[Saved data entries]
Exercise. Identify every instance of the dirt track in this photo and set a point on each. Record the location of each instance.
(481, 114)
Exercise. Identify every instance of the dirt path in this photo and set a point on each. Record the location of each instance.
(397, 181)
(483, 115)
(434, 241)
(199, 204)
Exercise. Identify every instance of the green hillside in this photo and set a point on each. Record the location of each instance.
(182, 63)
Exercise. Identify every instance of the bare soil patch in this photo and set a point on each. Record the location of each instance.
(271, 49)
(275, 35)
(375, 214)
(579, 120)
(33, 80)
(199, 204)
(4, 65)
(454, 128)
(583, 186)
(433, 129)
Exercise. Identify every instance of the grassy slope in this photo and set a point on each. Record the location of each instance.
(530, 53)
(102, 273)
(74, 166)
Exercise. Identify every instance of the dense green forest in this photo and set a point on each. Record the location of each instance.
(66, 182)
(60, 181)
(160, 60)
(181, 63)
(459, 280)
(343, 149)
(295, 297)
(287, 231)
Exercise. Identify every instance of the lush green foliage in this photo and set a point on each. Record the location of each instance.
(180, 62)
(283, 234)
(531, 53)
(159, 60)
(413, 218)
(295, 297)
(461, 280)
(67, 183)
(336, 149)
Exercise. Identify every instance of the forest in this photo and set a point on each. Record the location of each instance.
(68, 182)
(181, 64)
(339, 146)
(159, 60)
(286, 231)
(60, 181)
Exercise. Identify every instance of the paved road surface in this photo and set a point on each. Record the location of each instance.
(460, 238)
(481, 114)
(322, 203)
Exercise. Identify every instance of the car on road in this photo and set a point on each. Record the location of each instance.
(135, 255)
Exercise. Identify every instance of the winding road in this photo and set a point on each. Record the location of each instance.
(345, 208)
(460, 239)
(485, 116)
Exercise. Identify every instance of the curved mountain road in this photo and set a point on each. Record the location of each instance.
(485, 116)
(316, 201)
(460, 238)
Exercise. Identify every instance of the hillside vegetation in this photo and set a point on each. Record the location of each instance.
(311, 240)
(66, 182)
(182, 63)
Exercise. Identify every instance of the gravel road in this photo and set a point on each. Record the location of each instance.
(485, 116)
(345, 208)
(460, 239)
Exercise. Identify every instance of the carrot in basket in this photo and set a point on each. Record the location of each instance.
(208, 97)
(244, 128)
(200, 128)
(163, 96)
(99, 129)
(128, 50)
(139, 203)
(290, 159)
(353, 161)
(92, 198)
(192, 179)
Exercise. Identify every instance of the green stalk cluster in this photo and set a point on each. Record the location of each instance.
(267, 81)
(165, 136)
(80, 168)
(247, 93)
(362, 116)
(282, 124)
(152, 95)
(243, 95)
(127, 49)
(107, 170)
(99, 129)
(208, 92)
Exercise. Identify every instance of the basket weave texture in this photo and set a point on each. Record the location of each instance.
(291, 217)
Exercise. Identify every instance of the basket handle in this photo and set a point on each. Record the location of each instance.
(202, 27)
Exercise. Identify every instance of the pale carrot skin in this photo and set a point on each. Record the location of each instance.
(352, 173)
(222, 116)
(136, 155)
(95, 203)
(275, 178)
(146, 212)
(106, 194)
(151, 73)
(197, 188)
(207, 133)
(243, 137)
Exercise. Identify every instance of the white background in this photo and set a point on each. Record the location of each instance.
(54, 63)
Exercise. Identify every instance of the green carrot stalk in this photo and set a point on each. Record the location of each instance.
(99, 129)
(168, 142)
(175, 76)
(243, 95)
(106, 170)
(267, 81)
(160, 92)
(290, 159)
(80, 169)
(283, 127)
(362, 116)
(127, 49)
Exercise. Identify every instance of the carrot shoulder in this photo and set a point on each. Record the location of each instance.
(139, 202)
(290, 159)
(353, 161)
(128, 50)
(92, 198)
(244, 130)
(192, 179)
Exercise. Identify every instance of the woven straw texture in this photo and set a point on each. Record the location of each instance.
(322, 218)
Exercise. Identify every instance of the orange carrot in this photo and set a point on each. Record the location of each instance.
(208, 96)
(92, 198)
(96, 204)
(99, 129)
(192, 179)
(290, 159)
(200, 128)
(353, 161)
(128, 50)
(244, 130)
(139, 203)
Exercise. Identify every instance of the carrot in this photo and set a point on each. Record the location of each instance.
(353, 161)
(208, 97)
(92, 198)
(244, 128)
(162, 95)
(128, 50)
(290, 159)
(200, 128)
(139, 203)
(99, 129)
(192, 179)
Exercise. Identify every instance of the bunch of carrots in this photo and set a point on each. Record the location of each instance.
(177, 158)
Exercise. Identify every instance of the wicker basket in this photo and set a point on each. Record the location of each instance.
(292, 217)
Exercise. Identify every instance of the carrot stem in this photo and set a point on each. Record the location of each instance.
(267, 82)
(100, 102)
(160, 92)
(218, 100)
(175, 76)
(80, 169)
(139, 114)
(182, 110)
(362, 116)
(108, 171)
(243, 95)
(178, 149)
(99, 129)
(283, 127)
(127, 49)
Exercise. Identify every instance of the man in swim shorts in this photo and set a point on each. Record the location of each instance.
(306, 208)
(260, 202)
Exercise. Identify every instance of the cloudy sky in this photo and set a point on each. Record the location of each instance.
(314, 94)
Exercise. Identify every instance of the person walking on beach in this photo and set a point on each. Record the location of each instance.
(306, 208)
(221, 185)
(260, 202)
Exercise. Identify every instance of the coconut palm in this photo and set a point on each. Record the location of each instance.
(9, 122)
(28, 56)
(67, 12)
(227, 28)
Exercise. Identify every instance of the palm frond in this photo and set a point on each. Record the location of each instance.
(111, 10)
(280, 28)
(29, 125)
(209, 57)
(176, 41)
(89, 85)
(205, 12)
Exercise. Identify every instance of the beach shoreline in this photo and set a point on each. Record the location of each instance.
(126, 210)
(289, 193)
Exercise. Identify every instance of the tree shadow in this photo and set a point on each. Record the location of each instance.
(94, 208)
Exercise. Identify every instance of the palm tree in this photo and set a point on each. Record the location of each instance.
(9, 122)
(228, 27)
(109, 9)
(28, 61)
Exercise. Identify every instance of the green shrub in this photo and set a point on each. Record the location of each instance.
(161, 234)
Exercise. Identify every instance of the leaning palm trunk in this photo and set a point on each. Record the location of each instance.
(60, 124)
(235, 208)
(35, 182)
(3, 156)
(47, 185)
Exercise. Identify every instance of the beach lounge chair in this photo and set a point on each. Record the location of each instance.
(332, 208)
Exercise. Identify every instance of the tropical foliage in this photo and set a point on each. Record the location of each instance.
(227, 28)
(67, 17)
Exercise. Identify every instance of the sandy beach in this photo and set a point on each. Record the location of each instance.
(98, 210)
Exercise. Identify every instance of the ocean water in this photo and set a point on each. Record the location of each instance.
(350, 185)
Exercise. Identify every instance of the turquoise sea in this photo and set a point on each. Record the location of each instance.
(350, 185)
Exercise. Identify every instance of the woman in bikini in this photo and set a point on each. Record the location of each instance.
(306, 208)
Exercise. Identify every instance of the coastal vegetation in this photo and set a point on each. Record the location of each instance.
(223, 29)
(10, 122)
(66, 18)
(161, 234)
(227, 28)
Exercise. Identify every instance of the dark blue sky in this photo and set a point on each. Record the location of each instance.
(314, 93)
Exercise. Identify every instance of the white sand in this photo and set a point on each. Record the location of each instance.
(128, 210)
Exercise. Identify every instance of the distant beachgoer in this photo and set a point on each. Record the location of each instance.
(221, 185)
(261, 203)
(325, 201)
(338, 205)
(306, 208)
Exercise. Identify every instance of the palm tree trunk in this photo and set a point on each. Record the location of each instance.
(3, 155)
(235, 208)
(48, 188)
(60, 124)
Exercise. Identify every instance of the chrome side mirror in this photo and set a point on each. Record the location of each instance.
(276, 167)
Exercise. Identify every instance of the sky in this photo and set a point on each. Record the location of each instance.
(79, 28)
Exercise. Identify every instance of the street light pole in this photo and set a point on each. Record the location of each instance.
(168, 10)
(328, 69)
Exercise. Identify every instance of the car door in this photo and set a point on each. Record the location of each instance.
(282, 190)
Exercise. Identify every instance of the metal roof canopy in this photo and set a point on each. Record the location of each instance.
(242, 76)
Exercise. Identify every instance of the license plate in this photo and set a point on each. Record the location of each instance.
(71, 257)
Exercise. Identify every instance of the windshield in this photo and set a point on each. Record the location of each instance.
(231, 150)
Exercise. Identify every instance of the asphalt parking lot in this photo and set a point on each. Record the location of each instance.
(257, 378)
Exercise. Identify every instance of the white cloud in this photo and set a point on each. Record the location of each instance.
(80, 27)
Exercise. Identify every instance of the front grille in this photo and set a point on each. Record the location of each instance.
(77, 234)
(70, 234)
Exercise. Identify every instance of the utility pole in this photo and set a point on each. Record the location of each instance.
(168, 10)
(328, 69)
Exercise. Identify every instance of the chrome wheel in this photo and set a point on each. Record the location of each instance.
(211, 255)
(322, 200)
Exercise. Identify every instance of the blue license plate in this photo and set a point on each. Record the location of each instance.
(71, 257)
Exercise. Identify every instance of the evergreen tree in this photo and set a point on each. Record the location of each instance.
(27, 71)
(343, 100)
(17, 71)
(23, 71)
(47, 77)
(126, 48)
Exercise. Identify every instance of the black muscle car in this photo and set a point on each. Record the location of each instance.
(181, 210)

• What is asked:
Quote exactly the line containing "Exercise. Identify every instance of the utility" and every later line through the end of the listing, and no other lines.

• Answer for the task:
Exercise. Identify every instance of the utility pole in this photo and set a point on each. Record the location of each instance.
(168, 10)
(328, 69)
Exercise. Identify every instance of the chrome wheel in this photo and set a point on each. Record the location of each instance.
(211, 255)
(322, 200)
Exercise. Identify every instance of the blue license plate in this photo and set a point on each. Record the location of each instance.
(71, 257)
Exercise. Identify every instance of the evergreen tree in this photo and set a point on each. Record the location of each instance.
(27, 71)
(343, 100)
(17, 71)
(23, 71)
(47, 77)
(126, 48)
Exercise. Identify every instance of the black muscle car in this photo and set a point on each. Record the location of each instance.
(181, 210)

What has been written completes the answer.